Your goal
An exact copy of the records below is required, and it must contain no pictures.

═══ Dataset records ═══

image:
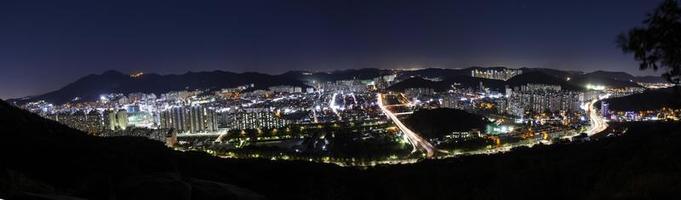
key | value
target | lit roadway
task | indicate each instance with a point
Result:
(413, 138)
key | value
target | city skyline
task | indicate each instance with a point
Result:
(48, 45)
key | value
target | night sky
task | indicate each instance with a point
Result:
(45, 45)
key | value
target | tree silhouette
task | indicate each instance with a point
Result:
(657, 44)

═══

Output for this exercise
image:
key | value
target | lit roadway
task | indicate each instance with a point
Result:
(413, 138)
key | value
target | city skyline
task | indicate each instance with a point
Result:
(48, 45)
key | value
target | night sky
task | indicate each instance with a point
Result:
(45, 45)
key | value
target | tree silhouette
task | indicate each instance with a point
Result:
(657, 44)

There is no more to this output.